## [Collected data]
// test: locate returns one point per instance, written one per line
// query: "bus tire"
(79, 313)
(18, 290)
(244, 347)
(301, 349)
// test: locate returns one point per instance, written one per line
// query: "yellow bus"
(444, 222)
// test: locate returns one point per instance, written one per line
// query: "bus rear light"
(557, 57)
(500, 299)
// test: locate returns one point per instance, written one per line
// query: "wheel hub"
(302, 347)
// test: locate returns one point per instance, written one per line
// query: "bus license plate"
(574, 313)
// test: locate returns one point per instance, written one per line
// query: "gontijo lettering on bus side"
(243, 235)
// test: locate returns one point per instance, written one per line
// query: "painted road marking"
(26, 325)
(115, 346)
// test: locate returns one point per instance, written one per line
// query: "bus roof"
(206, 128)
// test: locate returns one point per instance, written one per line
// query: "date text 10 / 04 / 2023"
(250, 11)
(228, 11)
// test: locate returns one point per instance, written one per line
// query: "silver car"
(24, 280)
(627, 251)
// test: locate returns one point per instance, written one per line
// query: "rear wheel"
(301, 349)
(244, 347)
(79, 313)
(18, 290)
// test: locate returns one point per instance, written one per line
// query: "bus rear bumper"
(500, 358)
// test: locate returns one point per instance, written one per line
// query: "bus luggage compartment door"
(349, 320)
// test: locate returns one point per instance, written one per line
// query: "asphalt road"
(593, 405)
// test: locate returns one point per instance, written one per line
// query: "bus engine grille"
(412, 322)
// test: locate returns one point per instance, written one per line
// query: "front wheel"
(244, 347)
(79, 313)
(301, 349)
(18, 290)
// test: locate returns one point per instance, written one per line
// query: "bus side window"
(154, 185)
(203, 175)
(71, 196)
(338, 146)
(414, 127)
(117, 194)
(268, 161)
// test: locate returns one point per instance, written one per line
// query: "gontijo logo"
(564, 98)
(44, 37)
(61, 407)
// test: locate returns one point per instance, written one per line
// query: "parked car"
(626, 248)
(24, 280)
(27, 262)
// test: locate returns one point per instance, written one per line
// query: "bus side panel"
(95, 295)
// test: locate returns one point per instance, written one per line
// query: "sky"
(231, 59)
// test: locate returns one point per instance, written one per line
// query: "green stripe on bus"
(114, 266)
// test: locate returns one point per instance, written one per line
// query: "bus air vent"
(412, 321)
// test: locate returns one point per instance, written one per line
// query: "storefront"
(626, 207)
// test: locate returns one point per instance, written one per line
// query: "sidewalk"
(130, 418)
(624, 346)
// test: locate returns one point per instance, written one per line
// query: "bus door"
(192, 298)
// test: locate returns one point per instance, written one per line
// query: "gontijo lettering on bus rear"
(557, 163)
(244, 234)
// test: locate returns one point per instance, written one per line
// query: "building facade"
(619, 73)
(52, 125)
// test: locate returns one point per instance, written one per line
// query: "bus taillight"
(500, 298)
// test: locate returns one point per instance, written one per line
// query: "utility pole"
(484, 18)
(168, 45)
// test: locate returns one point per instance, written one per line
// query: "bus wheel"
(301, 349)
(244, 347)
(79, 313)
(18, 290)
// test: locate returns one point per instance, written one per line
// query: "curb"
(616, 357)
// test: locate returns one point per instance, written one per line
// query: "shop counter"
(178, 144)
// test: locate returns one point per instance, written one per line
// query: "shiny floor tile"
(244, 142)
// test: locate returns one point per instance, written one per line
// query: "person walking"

## [EXERCISE TASK]
Copy the material above back out, exactly as written.

## [WORKED ANSWER]
// test: locate returns one point per instance, written one per line
// query: "bus tire"
(79, 313)
(18, 290)
(244, 347)
(301, 349)
// test: locate returns one point per instance, written one per line
// query: "yellow bus"
(444, 222)
// test: locate returns one point per instance, written one per line
// query: "bus rear light"
(557, 57)
(500, 299)
// test: locate returns one point per instance, written one per line
// query: "wheel hub"
(302, 347)
// test: locate returns one point per instance, written one per line
// query: "bus license plate"
(574, 313)
// test: locate returns one point per instance, written one per line
// query: "gontijo lettering on bus side"
(243, 235)
// test: locate returns one point per instance, written one per line
// query: "painted road marking"
(26, 325)
(115, 346)
// test: locate returns one point per instance, written one per line
// query: "bus roof"
(206, 128)
// test: locate returns one point per instance, written one per line
// query: "date text 10 / 04 / 2023"
(250, 11)
(228, 11)
// test: locate returns one point per instance, written one per line
// query: "silver car"
(24, 280)
(627, 251)
// test: locate returns one point per instance, written one per line
// query: "rear wheel"
(301, 349)
(244, 347)
(79, 313)
(18, 290)
// test: locate returns one point per instance, written one per line
// query: "bus rear bumper"
(500, 358)
// test: locate returns one point per instance, written one per line
// query: "bus luggage compartment door"
(349, 320)
// test: locate returns one point per instance, written one per line
// query: "asphalt road"
(593, 405)
// test: locate returns one point per instance, written one per line
// query: "bus engine grille"
(412, 322)
// test: locate returns one point per instance, written one per line
// query: "front wheel"
(244, 347)
(79, 313)
(301, 349)
(18, 290)
// test: locate returns one point per instance, written one per line
// query: "bus side window"
(154, 185)
(203, 175)
(71, 196)
(338, 146)
(414, 127)
(117, 194)
(268, 161)
// test: locate returns one point per instance, written one per line
// query: "gontijo logo"
(564, 98)
(44, 37)
(61, 407)
// test: locate returns one point per instance, written one per line
// query: "parked car"
(626, 248)
(24, 280)
(27, 262)
// test: locate returns one point per instance, written one per line
// query: "bus side panel"
(95, 295)
// test: locate returns one point per instance, written one per line
// query: "sky"
(231, 59)
// test: locate returns one point per instance, written one per line
// query: "green stripe on bus"
(114, 266)
// test: locate returns one point per instance, written one per line
// query: "bus air vent"
(412, 321)
// test: locate returns one point per instance, written one per line
// query: "storefront"
(626, 207)
// test: locate returns one point per instance, written one per line
// query: "sidewalk"
(130, 418)
(624, 346)
// test: locate returns one point per instance, written one per line
// query: "bus door"
(192, 298)
// test: locate returns one point per instance, written one per line
// query: "gontijo lettering on bus rear"
(557, 163)
(244, 234)
// test: locate returns one point per instance, written one per line
// query: "building facade"
(619, 73)
(52, 125)
// test: locate returns one point per instance, written one per line
// query: "bus taillight"
(500, 298)
// test: locate returns one point per instance, written one per line
// query: "utility pole"
(484, 18)
(168, 45)
// test: locate returns one point per instance, written one per line
// query: "bus wheel"
(301, 349)
(244, 347)
(79, 313)
(18, 290)
// test: locate returns one point per instance, written one per line
// query: "curb"
(616, 357)
// test: locate returns one point per instance, written one per line
// query: "shop counter"
(178, 144)
// test: locate returns one point per instance, written one per line
// query: "shiny floor tile"
(244, 142)
// test: locate returns one point per instance, written one per line
// query: "person walking"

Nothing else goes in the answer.